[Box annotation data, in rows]
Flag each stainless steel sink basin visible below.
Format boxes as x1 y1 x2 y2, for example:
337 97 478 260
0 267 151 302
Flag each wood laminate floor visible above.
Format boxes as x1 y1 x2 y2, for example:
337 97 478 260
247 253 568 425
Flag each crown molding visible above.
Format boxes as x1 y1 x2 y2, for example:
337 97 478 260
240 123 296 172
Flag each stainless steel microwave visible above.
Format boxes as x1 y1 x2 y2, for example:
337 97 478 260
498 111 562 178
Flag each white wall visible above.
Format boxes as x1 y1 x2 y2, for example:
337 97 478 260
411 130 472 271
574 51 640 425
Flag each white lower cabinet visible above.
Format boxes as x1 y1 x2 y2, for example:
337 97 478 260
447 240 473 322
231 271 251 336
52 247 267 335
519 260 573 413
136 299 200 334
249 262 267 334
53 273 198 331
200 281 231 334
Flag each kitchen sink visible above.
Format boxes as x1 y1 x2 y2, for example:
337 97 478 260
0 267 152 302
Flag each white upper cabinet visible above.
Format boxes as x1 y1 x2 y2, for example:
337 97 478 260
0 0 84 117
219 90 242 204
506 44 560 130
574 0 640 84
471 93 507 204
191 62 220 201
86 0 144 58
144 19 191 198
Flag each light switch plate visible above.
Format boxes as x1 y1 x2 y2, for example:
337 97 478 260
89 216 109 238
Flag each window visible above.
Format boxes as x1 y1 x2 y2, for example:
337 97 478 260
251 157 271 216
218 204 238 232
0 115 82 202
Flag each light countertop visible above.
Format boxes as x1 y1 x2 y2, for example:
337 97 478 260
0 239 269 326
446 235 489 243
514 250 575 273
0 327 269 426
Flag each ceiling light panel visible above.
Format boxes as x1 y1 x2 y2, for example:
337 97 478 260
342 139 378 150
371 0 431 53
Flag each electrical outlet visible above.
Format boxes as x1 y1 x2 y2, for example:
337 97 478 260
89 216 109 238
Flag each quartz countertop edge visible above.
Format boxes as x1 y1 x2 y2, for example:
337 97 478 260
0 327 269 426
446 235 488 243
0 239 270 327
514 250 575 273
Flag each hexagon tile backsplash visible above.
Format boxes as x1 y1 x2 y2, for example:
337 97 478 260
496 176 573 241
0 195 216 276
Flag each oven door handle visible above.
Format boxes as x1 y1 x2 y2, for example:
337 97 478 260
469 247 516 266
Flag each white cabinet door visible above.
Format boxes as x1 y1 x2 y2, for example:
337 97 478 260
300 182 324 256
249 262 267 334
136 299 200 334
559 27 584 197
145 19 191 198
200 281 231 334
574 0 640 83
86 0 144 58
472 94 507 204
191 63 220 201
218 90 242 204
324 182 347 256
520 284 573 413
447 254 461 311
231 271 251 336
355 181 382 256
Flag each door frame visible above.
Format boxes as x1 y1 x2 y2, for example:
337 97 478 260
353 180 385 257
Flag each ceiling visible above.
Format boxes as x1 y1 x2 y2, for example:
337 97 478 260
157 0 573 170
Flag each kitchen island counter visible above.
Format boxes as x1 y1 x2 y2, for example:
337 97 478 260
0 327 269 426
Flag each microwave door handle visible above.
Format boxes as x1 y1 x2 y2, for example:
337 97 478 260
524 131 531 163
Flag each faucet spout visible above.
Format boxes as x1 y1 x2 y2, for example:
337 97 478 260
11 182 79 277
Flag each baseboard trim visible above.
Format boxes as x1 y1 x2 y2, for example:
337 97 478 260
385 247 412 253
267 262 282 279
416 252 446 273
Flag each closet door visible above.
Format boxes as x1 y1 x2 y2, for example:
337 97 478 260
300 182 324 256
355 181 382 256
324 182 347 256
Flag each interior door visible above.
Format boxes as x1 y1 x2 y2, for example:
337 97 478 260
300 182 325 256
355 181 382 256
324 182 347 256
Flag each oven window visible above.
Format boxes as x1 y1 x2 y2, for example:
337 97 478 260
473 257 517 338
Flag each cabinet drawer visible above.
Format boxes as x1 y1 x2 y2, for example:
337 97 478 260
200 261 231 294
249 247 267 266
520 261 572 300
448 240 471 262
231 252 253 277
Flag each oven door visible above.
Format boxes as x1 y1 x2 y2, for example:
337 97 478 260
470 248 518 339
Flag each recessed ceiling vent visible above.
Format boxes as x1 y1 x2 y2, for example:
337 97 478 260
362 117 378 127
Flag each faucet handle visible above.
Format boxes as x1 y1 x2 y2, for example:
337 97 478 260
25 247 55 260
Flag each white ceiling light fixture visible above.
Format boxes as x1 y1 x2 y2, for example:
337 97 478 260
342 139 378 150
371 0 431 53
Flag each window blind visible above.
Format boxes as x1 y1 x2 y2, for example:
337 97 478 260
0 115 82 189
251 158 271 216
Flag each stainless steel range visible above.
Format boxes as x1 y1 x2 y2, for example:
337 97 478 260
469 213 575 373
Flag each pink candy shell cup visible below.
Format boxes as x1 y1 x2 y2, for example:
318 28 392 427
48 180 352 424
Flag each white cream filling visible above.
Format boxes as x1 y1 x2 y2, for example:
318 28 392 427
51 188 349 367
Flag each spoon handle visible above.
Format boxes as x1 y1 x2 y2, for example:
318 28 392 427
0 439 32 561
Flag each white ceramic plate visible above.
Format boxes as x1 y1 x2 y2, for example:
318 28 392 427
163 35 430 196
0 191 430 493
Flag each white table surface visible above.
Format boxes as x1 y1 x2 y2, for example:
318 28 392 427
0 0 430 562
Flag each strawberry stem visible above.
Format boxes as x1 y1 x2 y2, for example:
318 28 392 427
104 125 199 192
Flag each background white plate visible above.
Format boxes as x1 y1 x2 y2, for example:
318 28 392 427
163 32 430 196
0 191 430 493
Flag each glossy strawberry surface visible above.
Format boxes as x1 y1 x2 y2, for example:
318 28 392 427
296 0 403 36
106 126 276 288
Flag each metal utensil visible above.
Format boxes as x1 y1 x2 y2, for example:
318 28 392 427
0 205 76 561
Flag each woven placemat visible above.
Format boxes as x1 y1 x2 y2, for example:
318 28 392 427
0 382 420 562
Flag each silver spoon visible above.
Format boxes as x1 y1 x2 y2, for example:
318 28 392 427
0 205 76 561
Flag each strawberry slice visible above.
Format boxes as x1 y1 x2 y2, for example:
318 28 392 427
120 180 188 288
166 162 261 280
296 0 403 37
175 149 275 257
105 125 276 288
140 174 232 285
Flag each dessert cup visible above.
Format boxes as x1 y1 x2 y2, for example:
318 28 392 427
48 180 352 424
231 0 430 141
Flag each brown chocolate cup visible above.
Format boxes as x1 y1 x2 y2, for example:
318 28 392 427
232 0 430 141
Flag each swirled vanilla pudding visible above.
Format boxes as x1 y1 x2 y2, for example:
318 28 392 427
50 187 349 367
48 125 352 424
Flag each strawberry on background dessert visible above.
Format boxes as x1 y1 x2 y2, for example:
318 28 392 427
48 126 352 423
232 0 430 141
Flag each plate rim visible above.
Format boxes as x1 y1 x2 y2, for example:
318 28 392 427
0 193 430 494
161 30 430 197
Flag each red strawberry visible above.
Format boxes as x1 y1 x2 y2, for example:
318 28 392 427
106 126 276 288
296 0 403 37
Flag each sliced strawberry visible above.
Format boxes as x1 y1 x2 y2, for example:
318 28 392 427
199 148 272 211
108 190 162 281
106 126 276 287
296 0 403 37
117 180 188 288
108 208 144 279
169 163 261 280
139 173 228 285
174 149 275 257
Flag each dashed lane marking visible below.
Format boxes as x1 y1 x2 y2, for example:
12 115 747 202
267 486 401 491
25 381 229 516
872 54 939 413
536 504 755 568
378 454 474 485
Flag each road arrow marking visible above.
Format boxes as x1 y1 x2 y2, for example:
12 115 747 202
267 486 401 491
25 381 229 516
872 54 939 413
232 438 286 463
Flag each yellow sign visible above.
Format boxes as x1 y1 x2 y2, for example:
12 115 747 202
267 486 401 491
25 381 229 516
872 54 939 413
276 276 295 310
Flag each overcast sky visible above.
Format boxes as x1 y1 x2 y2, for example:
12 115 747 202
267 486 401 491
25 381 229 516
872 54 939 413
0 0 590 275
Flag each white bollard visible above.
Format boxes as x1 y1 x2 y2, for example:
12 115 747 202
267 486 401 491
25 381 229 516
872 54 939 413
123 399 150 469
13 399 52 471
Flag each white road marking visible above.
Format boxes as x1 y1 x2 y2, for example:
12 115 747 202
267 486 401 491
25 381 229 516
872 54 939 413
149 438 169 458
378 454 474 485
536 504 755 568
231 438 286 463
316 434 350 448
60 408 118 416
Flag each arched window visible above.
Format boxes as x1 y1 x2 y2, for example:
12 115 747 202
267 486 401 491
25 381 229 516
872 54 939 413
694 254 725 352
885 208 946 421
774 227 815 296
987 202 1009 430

▶ **WRITTEN TASK**
Rewrite the lines starting at the one containing "Flag each white bollard visible above." and ending at the last line above, keeping the requests, and shift every box coordinate in the answers up by 147. Leave the requests and their format samples unchanged.

▶ **THE COMPLETED TASK**
Flag each white bollard visible above.
Format boxes as x1 y1 x2 y2, for example:
12 115 747 202
267 486 401 491
25 381 229 516
872 54 939 413
270 546 297 616
160 546 199 618
Flag each white road marking visible above.
Format boxes as x1 y1 x2 y2, for example:
12 115 747 202
267 486 401 491
25 381 229 516
872 54 939 413
296 585 316 605
525 601 621 632
683 651 902 715
378 585 433 610
463 581 497 595
207 555 265 563
Flag each arched window visible above.
Format boxes as x1 y1 x2 y2, for example:
12 115 747 202
267 486 401 491
25 381 229 516
872 54 939 413
841 401 872 499
1032 355 1093 568
921 374 962 443
1134 349 1156 577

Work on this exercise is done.